_本文_

日本の安倍晋三首相の関与も取り沙汰されている学校法人「森友学園」の国有地払い下げ問題について、投資家は差し当たり楽観している。とはいえ、この問題は、あるぜい弱性を際立たせている。

それは、日本で現在展開されている大規模で抜本的な経済見直しは、1人の人物を中心に回っており、そのため同改革は「アベノミクス」と呼ばれているという点だ。

ナショナリズム色の強い教育で知られる大阪の学校法人「森友学園」が国有地を評価額よりも安い価格で払い下げを受けた問題を巡って、同学園の理事長を退任する意向を示している籠池泰典氏は23日、首相からの寄付金として100万円を昭恵首相夫人から受け取ったと参議院予算委員会の証人喚問で発言した。

_提供された項目_
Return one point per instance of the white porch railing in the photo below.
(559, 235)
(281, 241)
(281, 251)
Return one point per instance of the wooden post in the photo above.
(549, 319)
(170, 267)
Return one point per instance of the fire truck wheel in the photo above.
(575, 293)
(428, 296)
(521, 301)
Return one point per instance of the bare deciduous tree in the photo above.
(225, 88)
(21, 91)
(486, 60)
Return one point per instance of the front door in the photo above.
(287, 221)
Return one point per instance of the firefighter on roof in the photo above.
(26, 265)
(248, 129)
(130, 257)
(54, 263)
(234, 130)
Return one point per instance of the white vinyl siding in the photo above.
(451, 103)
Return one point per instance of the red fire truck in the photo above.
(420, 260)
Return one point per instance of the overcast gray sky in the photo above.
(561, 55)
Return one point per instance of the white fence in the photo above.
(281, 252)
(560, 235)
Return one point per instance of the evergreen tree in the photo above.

_作業指示_
本文の全文を一字も変えずに書き写してください。 これらの項目は本文とは別の資料です。

_解答_
日本の安倍晋三首相の関与も取り沙汰されている学校法人「森友学園」の国有地払い下げ問題について、投資家は差し当たり楽観している。とはいえ、この問題は、あるぜい弱性を際立たせている。

それは、日本で現在展開されている大規模で抜本的な経済見直しは、1人の人物を中心に回っており、そのため同改革は「アベノミクス」と呼ばれているという点だ。

ナショナリズム色の強い教育で知られる大阪の学校法人「森友学園」が国有地を評価額よりも安い価格で払い下げを受けた問題を巡って、同学園の理事長を退任する意向を示している籠池泰典氏は23日、首相からの寄付金として100万円を昭恵首相夫人から受け取ったと参議院予算委員会の証人喚問で発言した。